### Data supplied
-=-=-
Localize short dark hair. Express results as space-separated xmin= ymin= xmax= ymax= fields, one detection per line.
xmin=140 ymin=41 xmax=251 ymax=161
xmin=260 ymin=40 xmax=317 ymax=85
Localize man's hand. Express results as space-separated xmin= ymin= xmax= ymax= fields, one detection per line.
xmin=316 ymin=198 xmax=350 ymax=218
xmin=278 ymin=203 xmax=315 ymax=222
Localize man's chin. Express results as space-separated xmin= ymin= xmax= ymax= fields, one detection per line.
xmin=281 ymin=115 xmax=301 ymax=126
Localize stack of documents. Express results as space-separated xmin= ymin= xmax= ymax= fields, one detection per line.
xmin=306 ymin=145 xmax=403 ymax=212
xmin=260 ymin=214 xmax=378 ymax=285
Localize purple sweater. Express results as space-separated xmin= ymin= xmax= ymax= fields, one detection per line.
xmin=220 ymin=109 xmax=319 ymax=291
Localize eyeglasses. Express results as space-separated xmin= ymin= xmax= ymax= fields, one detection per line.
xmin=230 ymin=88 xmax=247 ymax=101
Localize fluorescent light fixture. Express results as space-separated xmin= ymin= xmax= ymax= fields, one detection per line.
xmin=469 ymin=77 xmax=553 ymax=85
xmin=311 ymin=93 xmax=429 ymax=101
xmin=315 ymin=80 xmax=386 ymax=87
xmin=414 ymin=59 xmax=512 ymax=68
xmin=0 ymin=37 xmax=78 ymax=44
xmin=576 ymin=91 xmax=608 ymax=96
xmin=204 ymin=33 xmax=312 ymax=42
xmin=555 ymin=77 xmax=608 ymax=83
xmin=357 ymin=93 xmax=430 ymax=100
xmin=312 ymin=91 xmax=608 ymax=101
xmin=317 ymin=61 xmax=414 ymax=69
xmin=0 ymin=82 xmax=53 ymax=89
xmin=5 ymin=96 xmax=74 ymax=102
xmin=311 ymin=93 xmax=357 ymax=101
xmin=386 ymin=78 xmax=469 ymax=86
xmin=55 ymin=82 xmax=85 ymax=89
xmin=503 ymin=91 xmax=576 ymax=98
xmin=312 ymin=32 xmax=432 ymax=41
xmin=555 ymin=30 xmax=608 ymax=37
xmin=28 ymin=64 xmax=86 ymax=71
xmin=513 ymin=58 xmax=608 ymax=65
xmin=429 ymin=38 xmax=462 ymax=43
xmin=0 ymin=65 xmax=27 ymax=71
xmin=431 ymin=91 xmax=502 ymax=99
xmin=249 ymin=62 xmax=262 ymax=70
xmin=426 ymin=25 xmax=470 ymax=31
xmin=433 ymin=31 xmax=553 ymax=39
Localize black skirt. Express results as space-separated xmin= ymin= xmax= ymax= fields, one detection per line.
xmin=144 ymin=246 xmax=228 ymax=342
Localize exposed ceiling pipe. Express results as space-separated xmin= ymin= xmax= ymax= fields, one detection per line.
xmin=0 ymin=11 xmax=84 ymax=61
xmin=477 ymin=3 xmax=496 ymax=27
-=-=-
### Task to carry out
Output verbatim everything from the first line of the items through the line containing "xmin=260 ymin=40 xmax=317 ymax=85", with both boundary lines included.

### Expected answer
Localize short dark hair. Express results as space-separated xmin= ymin= xmax= ymax= fields, one detection per line.
xmin=140 ymin=41 xmax=251 ymax=161
xmin=260 ymin=40 xmax=317 ymax=85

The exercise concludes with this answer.